What needs to be done
Print the data that follows exactly, leaving nothing out.

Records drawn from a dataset
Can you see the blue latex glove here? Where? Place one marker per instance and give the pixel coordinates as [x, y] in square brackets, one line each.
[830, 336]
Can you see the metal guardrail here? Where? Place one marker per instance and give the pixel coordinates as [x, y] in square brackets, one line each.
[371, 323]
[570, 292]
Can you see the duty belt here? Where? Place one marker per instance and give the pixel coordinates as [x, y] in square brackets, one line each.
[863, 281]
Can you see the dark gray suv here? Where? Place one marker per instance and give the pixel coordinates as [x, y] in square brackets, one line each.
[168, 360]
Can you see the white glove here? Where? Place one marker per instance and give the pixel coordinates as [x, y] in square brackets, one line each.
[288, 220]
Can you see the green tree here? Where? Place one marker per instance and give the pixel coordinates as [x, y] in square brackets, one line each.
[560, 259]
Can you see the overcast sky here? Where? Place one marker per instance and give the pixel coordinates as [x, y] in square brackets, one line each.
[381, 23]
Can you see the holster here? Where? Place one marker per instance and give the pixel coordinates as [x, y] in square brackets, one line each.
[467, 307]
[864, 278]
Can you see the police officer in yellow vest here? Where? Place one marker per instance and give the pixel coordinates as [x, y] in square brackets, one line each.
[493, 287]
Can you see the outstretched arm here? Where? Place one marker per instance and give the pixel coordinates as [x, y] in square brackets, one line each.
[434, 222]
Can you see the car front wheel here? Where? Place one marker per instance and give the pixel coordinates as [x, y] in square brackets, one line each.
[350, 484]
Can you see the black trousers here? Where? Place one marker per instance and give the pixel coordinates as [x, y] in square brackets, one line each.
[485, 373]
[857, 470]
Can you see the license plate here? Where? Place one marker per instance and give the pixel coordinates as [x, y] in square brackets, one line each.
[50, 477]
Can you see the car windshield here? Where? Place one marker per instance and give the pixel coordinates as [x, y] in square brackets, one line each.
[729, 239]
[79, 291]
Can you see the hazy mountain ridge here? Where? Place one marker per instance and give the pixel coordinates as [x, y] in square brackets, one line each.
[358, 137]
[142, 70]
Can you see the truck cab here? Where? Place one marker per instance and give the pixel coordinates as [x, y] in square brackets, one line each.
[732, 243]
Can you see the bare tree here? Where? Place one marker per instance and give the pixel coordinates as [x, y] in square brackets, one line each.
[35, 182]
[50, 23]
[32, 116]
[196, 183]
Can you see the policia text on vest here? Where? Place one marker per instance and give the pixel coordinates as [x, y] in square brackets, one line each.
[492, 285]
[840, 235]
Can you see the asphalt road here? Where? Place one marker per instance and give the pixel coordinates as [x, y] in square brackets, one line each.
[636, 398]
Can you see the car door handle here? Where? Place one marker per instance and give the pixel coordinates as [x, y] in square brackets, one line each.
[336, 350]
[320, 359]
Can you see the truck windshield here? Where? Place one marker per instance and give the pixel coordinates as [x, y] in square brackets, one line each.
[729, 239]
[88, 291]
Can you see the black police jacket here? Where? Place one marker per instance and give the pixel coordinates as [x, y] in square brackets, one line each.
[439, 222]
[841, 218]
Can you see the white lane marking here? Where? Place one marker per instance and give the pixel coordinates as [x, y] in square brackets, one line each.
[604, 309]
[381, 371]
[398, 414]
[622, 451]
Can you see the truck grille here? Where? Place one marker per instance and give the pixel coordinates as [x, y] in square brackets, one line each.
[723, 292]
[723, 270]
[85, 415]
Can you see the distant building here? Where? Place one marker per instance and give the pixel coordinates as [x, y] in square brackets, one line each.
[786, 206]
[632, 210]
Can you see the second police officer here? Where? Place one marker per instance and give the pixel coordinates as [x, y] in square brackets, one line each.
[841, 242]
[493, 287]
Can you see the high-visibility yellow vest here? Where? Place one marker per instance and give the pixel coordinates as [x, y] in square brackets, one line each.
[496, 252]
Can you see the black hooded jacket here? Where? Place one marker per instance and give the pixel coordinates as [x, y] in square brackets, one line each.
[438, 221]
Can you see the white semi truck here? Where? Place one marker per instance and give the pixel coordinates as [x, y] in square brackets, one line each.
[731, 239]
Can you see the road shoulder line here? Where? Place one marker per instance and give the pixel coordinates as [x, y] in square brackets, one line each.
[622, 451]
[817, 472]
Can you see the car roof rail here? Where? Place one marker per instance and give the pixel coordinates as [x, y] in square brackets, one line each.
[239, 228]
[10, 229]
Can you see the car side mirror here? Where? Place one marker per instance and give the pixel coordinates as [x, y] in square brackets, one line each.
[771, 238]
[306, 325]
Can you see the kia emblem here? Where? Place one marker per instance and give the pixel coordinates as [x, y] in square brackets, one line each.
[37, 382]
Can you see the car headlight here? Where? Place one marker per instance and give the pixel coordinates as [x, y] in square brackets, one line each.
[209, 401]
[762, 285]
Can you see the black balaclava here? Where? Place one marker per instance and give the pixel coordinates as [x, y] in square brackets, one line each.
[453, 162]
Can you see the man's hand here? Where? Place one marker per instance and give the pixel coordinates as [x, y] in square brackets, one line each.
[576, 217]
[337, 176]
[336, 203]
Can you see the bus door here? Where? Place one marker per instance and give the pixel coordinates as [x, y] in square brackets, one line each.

Output of the task
Can you see the blue latex glove here? Where? Place one marker per instance and give the pixel coordinates as [x, y] in square brackets, one line each.
[830, 336]
Can you see the metal guardrail here? Where? Place one marker per instance and give the pixel coordinates as [x, y] in square brackets, one line each.
[371, 323]
[570, 292]
Can you see the duty belt here? Where? Place one marker per instance and give the pixel coordinates as [x, y] in square brackets, one line each.
[863, 281]
Can you see the dark gray suv here? Where? Place one marker per instance and give the pixel coordinates as [x, y] in square brackets, one line each.
[168, 360]
Can you see the white glove here? Where? Place one marker per instance and give the pixel coordinates as [x, y] in square brackets, one line each.
[288, 220]
Can you see the green tree here? Where? Place one marker per instance and give the pixel coordinates as [x, y] in square brackets, one line each.
[560, 259]
Can you see the overcast sky here? Where? Place one marker per instance and give the pixel coordinates as [x, y] in square brackets, one line each.
[381, 23]
Can you see the holster here? Where? Place one marker per instance and give the pixel coordinates as [x, y] in square brackets, one line each.
[467, 307]
[864, 278]
Can you see the police officer in yellow vest here? Where? Place one marker per instance and give the pixel coordinates as [x, y] in square brackets, one line each.
[493, 287]
Can you see the outstretched arm here? Where? Place one marker per instance and give the pixel coordinates as [x, y] in square brackets, one line each.
[434, 222]
Can you see the car front wheel here? Where? Place one marker per instance and give the pixel coordinates as [x, y] in square brackets, one line each.
[350, 484]
Can you see the black trousers here? Where? Place one marker per instance and give the pixel coordinates as [x, y] in square brackets, one line each.
[485, 373]
[857, 470]
Can you see the license plate here? Where? Place one marker per instance and give the pixel coordinates as [x, y] in square brackets, one line each.
[50, 477]
Can you see the car windshield here? Where? Place one marker per instance and give the pixel coordinates as [x, y] in square brackets, one line each.
[729, 239]
[79, 291]
Can you see the hazy mountain ridge here? Where? Place one marker per instance and give the pixel coordinates as [x, y] in square brackets, one line each.
[358, 137]
[142, 70]
Can you see the truck cab here? Where? Place one marker per instance and give the pixel coordinates as [x, y] in square brackets, one line each.
[732, 243]
Can you see the bare tree here? Where? Place one marker per instance and give the pixel coordinates as [x, y] in square brackets, one line each.
[35, 182]
[50, 23]
[32, 116]
[196, 183]
Can you see the policia text on vest here? Where? Place one marker per instance and give the pixel coordinates as [x, y] in square brackets, one line each.
[492, 285]
[840, 235]
Can you see the asphalt road here? Where? Place one marker per instance and give the pixel coordinates as [x, y] in square brackets, one line each.
[636, 398]
Can you see the car door handle here? Where? Place one marker per instance and give the pixel coordinates as [x, y] in square brackets, one line each.
[336, 350]
[320, 359]
Can you see the truck windshield here? Where? Place one marker per instance and give the pixel coordinates as [x, y] in square brackets, one line each.
[729, 239]
[88, 291]
Can you see the black police jacket here? Where? Place one marker per instance and give the pixel coordinates as [x, y] in square brackets, one line each.
[439, 222]
[841, 218]
Can you see the white lane marking here? Where? Place one marker per instance and give the pixel coordinates as [x, y] in square brackets, one line each.
[604, 309]
[381, 371]
[398, 414]
[622, 451]
Can you see the truck grille here? Where? Place one marker per instance and give the pixel coordinates as [x, y] in square brackets, one line each.
[723, 292]
[723, 270]
[85, 415]
Can you see the distant building here? Where? Place one marker per instance and give the pixel coordinates as [x, y] in square brackets, one line each.
[786, 206]
[632, 210]
Can you see the second police officer here? Where? Place one marker per instance and give the pixel coordinates as [x, y] in square brackets, one line each.
[841, 242]
[493, 287]
Can you see the high-visibility yellow vest here? Where? Place one marker per instance and give the pixel coordinates as [x, y] in square brackets, one line each.
[496, 252]
Can you see the black hooded jacket here? Where? Place one marker per instance and give the pixel coordinates as [x, y] in square brackets, one line each.
[438, 221]
Can you see the white semi truck here? Where? Place one marker per instance and give the pixel coordinates as [x, y] in square brackets, one line each.
[731, 239]
Can you see the road shoulder line here? Where? Place one marker per instance and give the pixel coordinates as [x, y] in square brackets, one line each.
[622, 451]
[817, 472]
Can you see the car roof rail here? Where? Place one marker per instance and give the pixel coordinates as [x, y] in square brackets, one line each.
[239, 228]
[10, 229]
Can you see the car side mirror here? Where? Place one marker per instance and give the pixel coordinates as [x, y] in square brackets, one line each.
[771, 238]
[306, 325]
Can you see the kia emblem here? Where? Place one marker per instance and give the pixel coordinates as [x, y] in square brackets, one line each.
[37, 382]
Can you see the car headlight here? Where? Place one marker per instance and give the pixel coordinates as [x, y] in square brackets, one line each.
[209, 401]
[762, 285]
Can you see the black balaclava here? Where? Place one marker per instance and give the pixel coordinates as [x, y] in square brackets, one line each.
[453, 162]
Can you see the man's hand here? Where? Place one marker per instance and give the pixel coordinates as [x, y] in square brackets, one line each.
[576, 217]
[337, 176]
[336, 203]
Can you see the bus door here? Where? Place one marker per instance and give the pixel coordinates as [x, y] in square brackets, one line each.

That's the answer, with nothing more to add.